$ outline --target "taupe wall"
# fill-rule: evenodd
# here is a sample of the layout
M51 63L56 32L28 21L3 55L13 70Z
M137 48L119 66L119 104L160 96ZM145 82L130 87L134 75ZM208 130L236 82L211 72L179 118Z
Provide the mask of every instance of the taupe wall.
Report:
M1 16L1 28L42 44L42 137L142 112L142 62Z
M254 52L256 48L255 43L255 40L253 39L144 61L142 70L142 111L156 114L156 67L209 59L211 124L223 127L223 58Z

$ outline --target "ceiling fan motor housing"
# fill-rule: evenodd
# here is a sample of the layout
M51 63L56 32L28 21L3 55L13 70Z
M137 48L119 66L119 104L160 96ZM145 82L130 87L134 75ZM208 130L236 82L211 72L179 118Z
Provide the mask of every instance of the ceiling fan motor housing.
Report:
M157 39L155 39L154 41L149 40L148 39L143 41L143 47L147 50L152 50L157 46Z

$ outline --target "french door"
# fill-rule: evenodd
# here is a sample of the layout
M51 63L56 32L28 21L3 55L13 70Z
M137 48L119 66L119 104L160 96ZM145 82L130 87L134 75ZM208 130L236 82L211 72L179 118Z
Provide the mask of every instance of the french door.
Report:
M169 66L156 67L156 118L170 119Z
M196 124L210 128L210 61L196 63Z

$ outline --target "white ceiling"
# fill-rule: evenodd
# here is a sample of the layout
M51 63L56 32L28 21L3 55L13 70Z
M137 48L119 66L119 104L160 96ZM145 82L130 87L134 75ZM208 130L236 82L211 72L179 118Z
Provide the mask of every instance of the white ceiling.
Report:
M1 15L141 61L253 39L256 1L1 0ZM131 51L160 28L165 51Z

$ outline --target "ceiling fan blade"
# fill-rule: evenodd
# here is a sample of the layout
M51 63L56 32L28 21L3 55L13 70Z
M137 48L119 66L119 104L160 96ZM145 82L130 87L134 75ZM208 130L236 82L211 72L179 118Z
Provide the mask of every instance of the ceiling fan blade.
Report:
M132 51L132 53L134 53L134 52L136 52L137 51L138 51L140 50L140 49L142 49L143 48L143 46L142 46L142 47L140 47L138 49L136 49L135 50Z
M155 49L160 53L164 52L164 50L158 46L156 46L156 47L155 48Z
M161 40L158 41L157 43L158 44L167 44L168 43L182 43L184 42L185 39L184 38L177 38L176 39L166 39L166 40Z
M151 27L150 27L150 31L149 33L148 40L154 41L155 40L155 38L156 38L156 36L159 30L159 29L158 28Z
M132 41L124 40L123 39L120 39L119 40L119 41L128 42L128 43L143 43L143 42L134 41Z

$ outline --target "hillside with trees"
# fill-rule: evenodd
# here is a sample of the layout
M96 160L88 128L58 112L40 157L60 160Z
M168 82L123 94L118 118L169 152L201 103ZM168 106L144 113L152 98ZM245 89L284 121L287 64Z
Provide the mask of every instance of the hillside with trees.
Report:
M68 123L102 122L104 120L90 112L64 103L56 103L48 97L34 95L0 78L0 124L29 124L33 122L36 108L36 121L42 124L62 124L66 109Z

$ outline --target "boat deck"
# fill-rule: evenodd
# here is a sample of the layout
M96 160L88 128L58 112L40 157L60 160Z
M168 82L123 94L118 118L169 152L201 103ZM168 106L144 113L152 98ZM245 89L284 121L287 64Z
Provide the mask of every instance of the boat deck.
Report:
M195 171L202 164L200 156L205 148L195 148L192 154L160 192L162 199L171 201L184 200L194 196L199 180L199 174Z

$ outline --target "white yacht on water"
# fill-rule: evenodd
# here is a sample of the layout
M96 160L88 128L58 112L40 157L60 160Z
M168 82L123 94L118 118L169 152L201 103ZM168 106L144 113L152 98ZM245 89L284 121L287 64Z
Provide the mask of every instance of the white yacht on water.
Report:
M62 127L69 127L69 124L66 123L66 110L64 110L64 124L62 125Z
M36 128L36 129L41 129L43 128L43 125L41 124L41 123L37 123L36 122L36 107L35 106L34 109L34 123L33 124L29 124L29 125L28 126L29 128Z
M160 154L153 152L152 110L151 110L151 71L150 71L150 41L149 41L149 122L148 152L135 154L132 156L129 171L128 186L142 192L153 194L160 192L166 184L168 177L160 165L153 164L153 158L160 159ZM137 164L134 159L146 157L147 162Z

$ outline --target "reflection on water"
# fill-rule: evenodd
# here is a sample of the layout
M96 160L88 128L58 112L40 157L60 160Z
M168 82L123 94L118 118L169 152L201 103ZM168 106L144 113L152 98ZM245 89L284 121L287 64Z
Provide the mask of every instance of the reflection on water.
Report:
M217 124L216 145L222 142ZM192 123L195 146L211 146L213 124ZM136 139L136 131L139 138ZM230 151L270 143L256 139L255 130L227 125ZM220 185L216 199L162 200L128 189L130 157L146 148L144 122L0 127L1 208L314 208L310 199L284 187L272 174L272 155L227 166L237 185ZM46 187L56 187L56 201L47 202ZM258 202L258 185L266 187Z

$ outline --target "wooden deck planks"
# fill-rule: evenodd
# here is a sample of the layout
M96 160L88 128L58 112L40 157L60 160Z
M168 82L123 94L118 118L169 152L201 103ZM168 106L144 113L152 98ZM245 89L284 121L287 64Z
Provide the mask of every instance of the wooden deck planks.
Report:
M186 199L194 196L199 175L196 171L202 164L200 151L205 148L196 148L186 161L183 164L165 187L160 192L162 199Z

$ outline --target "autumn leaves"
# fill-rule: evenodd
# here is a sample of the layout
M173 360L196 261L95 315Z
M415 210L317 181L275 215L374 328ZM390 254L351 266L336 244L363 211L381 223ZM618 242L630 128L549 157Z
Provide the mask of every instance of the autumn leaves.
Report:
——————————
● WRITTEN PROBLEM
Copy the records word for word, starting at their first line and stopping after the line that contains "M254 52L256 48L255".

● WRITTEN ANSWER
$ outline --target "taupe wall"
# fill-rule: evenodd
# here is a sample of the layout
M51 63L56 32L28 21L3 55L13 70Z
M137 48L119 66L119 104L160 96ZM145 82L130 87L134 75ZM208 130L236 82L211 72L179 118Z
Provide the mask of every instance of the taupe wall.
Report:
M1 16L1 28L42 44L42 137L142 112L142 62Z
M254 52L256 48L255 43L255 40L253 39L144 61L142 70L142 111L156 114L156 67L209 59L211 124L223 127L223 58Z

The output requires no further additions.